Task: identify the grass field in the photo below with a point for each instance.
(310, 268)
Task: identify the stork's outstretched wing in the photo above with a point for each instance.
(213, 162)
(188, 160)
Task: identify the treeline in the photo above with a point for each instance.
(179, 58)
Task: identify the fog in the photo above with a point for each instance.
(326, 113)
● ● ●
Task goal:
Rewrite every line of the material above, requests included, multiplying each point coordinate in the answers by 0.55 and rounding the result to the nearest whole number, with halves rounded up.

Task response:
Task: identify the grass field in the photo below with a point for each instance.
(171, 147)
Task: identify the stork's outstretched wing in the photo above with a point for each instance.
(117, 89)
(103, 88)
Task: identify the treeline in the photo above with a point for each instance.
(98, 32)
Task: identify the fog in the photo above with a point for each instance.
(179, 62)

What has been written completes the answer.